**What you are asked to do**
Give the stretch of the Legion chronology from "A German version" through "of Super-Heroes (1958–1962)" again, changing "Blitzjunge" to "Lightning Lad".

**Page excerpt**

A German version was published Superboy no. 7 (July 1980), which was the German edition of Legion of Super-Heroes #262 (Apr. 1980) by Gerry Conway and James Sherman. It includes a reprint of Adventure #247 that labels the Legionnaires Kosmoboy, Blitzjunge and Saturngirl. Superboy faces the tasks of the "Legion der Super-Helden."

Early Appearances of the Legion of Super-Heroes (1958–1962)

The chronology below lists chronologically all Legion's appearances in their first five years—when almost 20 members were introduced!

Readers should note that as Legion continuity was ironed out over the years, it was made clear that the publication order of some early stories differed from their actual chronological order.

Most of the stories below were reprinted in this order in the first volume of the Legion Archives (1991). That volume omitted some cameo appearances.

» SEE ALSO: Original Legion Chronology, Part 1The Other Silver Age "Superboys"


Superboy meets Marsboy, who obtained super-powers from passing space objects. Note: This story was repackaged almost entirely to become the origin story for Star Boy (in Adventure Comics #282, Mar. 1961), including the blackmailing by Lana Lang. Marsboy also appears in Superboy #16 and Adventure Comics #195 (Dec. 1953).
Script: ?; pencils: Curt Swan

Superboy #14 (May/June 1951)

Superman meets Halk Kar from Thoron, a planet in the same solar system as Krypton. Fate leads Kar to make an emergency landing on Krypton, where he meets Jor-El (Superman's father). Jor-El helps fix his ship and Kar follows the same course as baby Kal-El's but arriving on Earth in the time of Superman. Halk Kar is amnesiac and Superman jumps to the conclusion that Halk Kar is his long-lost brother! Note: This character's story was recycled to create Mon-El in Superboy #89 (June 1961).
Script: Edmond Hamilton; pencils: Al Plastino

Superman #80 (Jan./Feb. 1953)

Ted Carter of 21st century Earth is selected to "represent the solar system on the grand tour of the Milky Way Galaxy.” and meets other young people from the U.W. — the United Worlds, organized in 1999. Ted wore a bubble-shaped helmet and had expertise with magnetism (like Cosmic Boy).
Script: Otto Binder; pencils: Sy Barry.

Strange Adventures #60 (Sept. 1955)

**Information shown**
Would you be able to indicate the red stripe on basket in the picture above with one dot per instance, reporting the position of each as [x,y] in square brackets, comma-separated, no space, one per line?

**Expected answer**
A German version was published Superboy no. 7 (July 1980), which was the German edition of Legion of Super-Heroes #262 (Apr. 1980) by Gerry Conway and James Sherman. It includes a reprint of Adventure #247 that labels the Legionnaires Kosmoboy, Lightning Lad and Saturngirl. Superboy faces the tasks of the "Legion der Super-Helden."

Early Appearances of the Legion of Super-Heroes (1958–1962)